Editing the assembly of a project is done in the following steps:

  1. hypothesis' generation:

    We search for mismatches between the reads. If mismatches are close together we put them together in a so called fault region. The creation of fault regions is controlled by the parameters region, small and column. Complex multiple faults can not be resolved if the fault regions are to small.

    For each fault region we create sets of operations that eliminate all discrepancies in the region. Each set of operations that heals the region is called a hypothesis, each operation is an elementary hypothesis.

    If hypo is set the program will stop after hypothesis' generation.

  2. hypothesis' evaluation:

    We decided about each elementary hypothesis by calculating parameters that describe the signal characteristics. These parameters are used by neural networks to decide about the elementary hypothesis.

    If strict_on is set it is necessary for a hypothesis to be confirmed that all elementary hypotheses are also confirmed. In strict_off mode some relaxations are made.

    With the parameters threshold and low it is also possible to change the conditions for establishing elementary hypotheses.

    If eval is set the program will stop after hypothesis' evaluation.

  3. editing:

    If a hypothesis can be established all edit operations which have been confirmed during the evaluation will be performed.

    Each operation is written in a log file and is marked by a tag (if not specified otherwise by a -TAG option).

**TASKS FOR THIS EXERCISE**
(1) In the assembly-editing steps above, rewrite the paragraph beginning "We search for mismatches between the reads" as a short bulleted list that keeps its main facts.
(2) Resume the assembly-editing steps above, carrying on from the point where they stop.

**RECORD EXTRACTS**

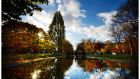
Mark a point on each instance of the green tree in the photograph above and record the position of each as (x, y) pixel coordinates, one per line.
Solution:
(67, 48)
(57, 31)
(127, 21)
(80, 50)
(17, 35)
(12, 9)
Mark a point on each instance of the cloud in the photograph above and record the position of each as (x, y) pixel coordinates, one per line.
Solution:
(107, 16)
(40, 19)
(72, 13)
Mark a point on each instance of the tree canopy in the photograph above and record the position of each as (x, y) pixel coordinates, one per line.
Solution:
(12, 9)
(57, 31)
(125, 26)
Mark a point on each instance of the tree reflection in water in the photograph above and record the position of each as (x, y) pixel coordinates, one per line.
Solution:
(72, 69)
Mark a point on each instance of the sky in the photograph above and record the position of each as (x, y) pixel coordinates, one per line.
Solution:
(83, 19)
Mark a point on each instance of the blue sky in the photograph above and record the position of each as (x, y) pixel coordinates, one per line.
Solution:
(83, 19)
(94, 7)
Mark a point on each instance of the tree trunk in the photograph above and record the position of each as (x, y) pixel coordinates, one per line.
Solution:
(131, 49)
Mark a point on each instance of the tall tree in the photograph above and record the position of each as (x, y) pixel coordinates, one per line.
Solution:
(12, 9)
(57, 31)
(17, 35)
(127, 20)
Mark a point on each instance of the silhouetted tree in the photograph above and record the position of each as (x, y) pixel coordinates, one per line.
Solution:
(127, 21)
(57, 31)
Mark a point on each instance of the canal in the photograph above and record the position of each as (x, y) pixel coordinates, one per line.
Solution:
(63, 68)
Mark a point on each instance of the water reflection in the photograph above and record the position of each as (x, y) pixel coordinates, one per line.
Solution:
(72, 69)
(100, 69)
(36, 74)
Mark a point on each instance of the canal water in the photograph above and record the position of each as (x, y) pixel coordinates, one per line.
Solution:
(73, 69)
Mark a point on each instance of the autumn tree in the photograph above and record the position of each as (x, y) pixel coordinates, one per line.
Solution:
(67, 48)
(17, 35)
(117, 35)
(80, 49)
(127, 19)
(98, 45)
(57, 31)
(89, 47)
(13, 9)
(108, 47)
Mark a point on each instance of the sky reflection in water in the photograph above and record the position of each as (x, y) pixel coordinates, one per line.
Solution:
(77, 72)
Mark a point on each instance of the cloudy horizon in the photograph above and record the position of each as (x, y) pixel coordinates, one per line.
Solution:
(74, 19)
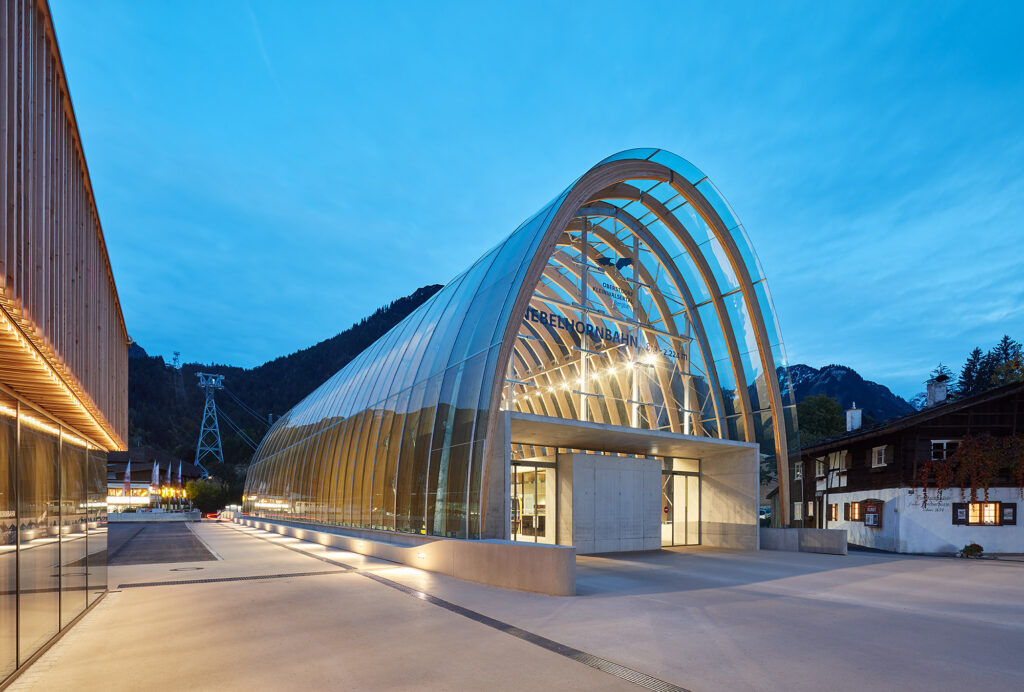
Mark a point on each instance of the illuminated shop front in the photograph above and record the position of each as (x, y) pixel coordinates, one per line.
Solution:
(614, 359)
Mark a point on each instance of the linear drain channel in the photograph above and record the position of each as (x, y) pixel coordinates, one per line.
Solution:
(589, 659)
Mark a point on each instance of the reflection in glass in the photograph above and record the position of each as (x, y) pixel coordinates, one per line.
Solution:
(8, 539)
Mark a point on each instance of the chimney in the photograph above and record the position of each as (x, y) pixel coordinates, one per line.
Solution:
(853, 420)
(936, 390)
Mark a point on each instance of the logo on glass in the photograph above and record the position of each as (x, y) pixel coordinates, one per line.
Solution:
(620, 264)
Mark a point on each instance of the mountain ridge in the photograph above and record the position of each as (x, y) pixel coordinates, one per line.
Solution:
(848, 387)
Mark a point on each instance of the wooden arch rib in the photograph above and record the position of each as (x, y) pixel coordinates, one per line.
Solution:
(587, 189)
(665, 382)
(711, 370)
(704, 207)
(624, 190)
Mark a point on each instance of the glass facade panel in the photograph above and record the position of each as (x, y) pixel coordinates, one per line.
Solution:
(8, 537)
(625, 309)
(74, 595)
(96, 539)
(39, 528)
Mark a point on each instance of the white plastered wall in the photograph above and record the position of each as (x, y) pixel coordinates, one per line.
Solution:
(908, 527)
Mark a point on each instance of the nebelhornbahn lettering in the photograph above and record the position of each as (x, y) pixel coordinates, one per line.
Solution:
(595, 333)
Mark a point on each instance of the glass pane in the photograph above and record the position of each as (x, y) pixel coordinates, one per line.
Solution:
(8, 539)
(96, 542)
(73, 529)
(38, 521)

**ANSWER LIST**
(1)
- Mismatches between the reads are located.
- Mismatches that lie close together are grouped into a fault region.
- The parameters region, small and column control how fault regions are created.
- If fault regions are too small, complex multiple faults cannot be resolved.

(2)
The artificial neural networks used for deciding the elementary hypotheses are trained for a certain sequencing technology and machinery. At the moment it is not possible for the user to train the networks by himself. We proved two versions of the program for ABI and Licor sequencers. Please contact the authors if none of these versions can be used for your personal data.

License, Disclaimer and Copyright

License
Permission to use, copy and distribute test versions of this software and its documentation for any purpose is hereby granted without fee, provided that this copyright and notice appears in all copies.

Disclaimer
The DKFZ Heidelberg, the Department of Molecular Biophysics and the authors disclaim all warranties with regard to this software.

Copyright
© Deutsches Krebsforschungszentrum Heidelberg 1999, Bastien Chevreux and Thomas Pfisterer. All rights reserved.

Authors

Bastien Chevreux (mira) and Thomas Pfisterer (EdIt)
DKFZ Heidelberg - Dept. of Molecular Biophysics
Im Neuenheimer Feld 280
D-69120 Heidelberg
Email:
  b.chevreux@dkfz-heidelberg.de
  t.pfisterer@dkfz-heidelberg.de
WWW: http://www.dkfz-heidelberg.de/mbp-ased/

Miscellaneous

See Also

Mira(1), gap4(1), caf2gap(1) and gap2caf(1).